## WRITTEN TASK
Rewrite the listing below from the line containing "Objective — one point on each instance of the shrub" through its end, replacing "shrub" with "bush" and keeping everything else unchanged. Leave the pictures out of your answer.

## RECORDS FOR THE EXERCISE
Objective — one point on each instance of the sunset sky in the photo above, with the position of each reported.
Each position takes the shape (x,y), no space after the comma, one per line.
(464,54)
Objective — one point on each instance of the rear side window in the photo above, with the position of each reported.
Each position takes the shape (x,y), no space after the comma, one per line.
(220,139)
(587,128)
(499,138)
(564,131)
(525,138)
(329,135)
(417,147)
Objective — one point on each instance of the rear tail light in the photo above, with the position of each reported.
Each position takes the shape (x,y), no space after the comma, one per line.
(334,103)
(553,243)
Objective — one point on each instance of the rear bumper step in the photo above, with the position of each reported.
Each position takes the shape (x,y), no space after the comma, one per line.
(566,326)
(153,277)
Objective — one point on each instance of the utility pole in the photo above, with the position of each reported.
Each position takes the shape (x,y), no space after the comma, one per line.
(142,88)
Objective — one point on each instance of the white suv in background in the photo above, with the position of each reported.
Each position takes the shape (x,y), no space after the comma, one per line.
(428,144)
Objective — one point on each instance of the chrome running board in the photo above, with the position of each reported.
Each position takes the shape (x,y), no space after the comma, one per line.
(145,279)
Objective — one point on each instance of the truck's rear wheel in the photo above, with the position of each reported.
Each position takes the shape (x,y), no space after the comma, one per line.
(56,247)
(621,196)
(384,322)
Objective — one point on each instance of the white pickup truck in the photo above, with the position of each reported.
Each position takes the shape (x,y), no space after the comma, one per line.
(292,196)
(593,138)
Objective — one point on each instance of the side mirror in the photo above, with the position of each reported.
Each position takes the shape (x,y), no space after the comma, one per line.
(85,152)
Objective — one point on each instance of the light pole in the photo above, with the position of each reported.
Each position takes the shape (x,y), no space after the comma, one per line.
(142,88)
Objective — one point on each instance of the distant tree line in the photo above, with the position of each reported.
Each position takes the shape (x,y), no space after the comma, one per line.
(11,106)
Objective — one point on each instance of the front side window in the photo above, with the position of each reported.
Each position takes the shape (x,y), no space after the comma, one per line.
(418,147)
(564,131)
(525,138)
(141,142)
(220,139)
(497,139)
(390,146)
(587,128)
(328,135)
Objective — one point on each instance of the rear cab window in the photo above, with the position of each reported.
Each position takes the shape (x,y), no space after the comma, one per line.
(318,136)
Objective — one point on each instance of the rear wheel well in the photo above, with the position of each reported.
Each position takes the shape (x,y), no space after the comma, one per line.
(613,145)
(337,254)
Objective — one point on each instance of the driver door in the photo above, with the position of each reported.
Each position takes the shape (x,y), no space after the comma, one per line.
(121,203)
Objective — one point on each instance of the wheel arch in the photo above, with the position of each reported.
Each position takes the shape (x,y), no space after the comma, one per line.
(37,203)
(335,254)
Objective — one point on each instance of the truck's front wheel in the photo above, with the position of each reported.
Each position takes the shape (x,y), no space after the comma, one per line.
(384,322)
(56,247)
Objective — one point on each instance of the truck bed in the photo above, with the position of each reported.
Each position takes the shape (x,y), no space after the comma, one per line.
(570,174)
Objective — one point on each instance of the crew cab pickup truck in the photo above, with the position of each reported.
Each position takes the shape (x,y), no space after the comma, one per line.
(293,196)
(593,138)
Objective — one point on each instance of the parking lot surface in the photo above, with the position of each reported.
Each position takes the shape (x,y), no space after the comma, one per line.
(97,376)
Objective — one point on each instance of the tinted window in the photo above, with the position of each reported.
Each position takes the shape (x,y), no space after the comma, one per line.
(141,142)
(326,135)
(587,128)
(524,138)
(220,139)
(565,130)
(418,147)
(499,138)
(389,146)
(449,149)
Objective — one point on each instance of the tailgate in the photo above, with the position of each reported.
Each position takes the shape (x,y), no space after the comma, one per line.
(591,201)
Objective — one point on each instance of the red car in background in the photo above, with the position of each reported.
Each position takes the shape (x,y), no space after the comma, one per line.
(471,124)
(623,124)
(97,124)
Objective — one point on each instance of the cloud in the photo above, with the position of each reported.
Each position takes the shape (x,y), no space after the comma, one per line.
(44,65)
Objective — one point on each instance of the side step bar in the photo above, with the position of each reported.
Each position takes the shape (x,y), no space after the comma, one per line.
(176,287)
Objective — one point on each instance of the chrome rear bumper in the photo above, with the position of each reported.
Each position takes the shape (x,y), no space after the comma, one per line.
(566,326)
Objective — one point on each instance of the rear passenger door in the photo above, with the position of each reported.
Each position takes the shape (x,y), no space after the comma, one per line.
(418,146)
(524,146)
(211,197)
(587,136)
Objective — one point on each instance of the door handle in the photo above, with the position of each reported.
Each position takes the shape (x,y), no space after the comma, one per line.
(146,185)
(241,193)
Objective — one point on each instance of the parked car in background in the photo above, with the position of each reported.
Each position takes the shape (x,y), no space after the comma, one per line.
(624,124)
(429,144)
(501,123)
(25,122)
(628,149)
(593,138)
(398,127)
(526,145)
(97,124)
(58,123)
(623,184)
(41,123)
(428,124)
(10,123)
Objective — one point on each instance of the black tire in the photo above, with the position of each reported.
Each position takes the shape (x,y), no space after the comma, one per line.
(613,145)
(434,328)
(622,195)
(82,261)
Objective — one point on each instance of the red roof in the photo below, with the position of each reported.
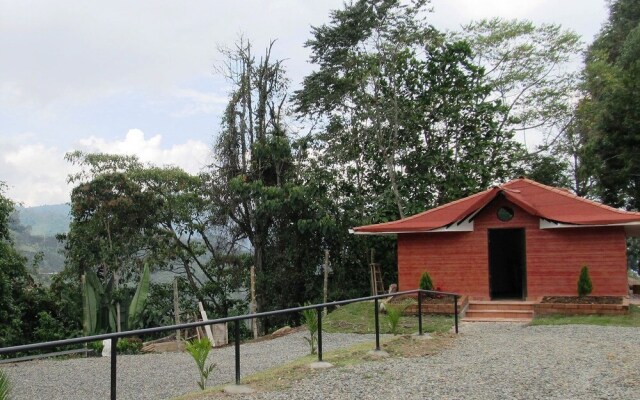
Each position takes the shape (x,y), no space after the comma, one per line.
(550,203)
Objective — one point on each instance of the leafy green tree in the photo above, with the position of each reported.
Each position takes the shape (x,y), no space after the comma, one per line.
(527,68)
(30,312)
(608,112)
(401,111)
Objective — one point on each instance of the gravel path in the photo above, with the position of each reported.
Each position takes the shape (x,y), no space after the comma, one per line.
(488,361)
(156,376)
(496,361)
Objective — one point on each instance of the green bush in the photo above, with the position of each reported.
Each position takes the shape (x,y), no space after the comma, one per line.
(129,345)
(199,350)
(425,281)
(5,387)
(584,282)
(393,316)
(96,346)
(310,319)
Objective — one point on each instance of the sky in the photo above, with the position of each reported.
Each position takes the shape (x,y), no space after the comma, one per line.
(138,77)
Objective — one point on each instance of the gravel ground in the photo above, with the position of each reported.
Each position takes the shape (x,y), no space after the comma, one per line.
(495,361)
(156,376)
(488,361)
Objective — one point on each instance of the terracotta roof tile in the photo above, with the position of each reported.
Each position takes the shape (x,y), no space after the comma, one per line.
(547,202)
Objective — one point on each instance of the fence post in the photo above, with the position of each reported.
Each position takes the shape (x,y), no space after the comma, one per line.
(420,313)
(319,310)
(114,352)
(237,346)
(455,310)
(377,325)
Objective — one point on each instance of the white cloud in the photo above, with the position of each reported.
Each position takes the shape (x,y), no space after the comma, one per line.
(191,155)
(36,173)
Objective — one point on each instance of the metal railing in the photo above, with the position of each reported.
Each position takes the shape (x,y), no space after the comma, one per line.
(236,321)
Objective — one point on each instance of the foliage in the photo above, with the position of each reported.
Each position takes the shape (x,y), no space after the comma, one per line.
(425,281)
(584,282)
(96,346)
(29,311)
(607,114)
(393,317)
(139,300)
(5,386)
(310,320)
(199,350)
(129,345)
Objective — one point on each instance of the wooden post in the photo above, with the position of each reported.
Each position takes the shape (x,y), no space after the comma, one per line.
(176,307)
(372,274)
(253,304)
(207,328)
(326,278)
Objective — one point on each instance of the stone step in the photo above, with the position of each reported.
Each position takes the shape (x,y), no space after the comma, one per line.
(502,305)
(512,314)
(521,320)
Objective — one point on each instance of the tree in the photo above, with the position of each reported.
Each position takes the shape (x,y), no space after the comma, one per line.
(527,67)
(402,113)
(110,214)
(609,109)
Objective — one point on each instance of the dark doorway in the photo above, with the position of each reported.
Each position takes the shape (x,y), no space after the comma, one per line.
(507,259)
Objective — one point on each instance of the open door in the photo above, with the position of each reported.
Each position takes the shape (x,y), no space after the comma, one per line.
(507,264)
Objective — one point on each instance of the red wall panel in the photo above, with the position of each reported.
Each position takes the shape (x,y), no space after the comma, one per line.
(458,261)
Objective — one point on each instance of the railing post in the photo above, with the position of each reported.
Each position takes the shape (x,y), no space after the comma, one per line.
(377,324)
(319,310)
(237,346)
(114,352)
(420,313)
(455,310)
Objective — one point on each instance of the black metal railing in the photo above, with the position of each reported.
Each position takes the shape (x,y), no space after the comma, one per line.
(236,321)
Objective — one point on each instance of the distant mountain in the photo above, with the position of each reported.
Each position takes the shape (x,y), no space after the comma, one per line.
(34,232)
(47,220)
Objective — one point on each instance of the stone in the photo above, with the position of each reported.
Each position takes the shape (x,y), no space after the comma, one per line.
(238,389)
(320,365)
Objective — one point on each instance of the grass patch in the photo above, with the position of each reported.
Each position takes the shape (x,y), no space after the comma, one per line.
(360,318)
(632,319)
(286,375)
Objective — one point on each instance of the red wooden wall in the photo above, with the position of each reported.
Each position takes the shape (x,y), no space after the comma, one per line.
(458,261)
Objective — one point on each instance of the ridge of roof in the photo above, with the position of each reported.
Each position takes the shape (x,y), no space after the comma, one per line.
(570,195)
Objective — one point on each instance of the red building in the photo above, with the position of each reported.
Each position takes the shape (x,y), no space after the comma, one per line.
(520,240)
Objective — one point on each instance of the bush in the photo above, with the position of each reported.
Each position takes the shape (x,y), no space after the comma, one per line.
(5,386)
(393,316)
(310,319)
(584,282)
(199,350)
(96,346)
(425,281)
(129,345)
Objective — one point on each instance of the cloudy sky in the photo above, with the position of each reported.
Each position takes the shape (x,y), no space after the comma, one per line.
(137,77)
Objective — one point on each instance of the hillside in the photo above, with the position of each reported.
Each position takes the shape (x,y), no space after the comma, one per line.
(47,220)
(34,231)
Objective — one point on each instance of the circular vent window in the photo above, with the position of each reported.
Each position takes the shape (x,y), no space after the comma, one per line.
(505,214)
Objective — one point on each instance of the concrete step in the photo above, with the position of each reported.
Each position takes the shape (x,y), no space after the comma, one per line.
(521,320)
(512,314)
(502,305)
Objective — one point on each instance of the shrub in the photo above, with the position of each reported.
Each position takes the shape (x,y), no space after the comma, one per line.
(199,350)
(425,281)
(310,319)
(584,282)
(393,316)
(129,345)
(96,346)
(5,387)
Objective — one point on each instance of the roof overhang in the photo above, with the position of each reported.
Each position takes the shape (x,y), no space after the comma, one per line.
(632,229)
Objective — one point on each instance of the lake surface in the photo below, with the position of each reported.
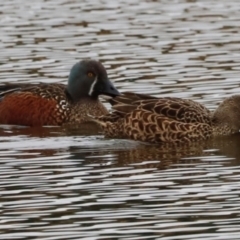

## RESULT FOR THIS TASK
Objective — one point on each instance of the bush in the photo above, with the position of each reported.
Each position takes the shape (x,y), no space after the comma, one per line.
(199,350)
(425,281)
(310,319)
(584,282)
(393,316)
(129,345)
(96,346)
(5,387)
Objective — one point on each instance of the roof overhang in the photo above, with the position of each reported.
Each position takes the shape (x,y), no space after the comma, one per line.
(632,229)
Objective — one point on each instance of the lake surface in the photo below, with the position of each reported.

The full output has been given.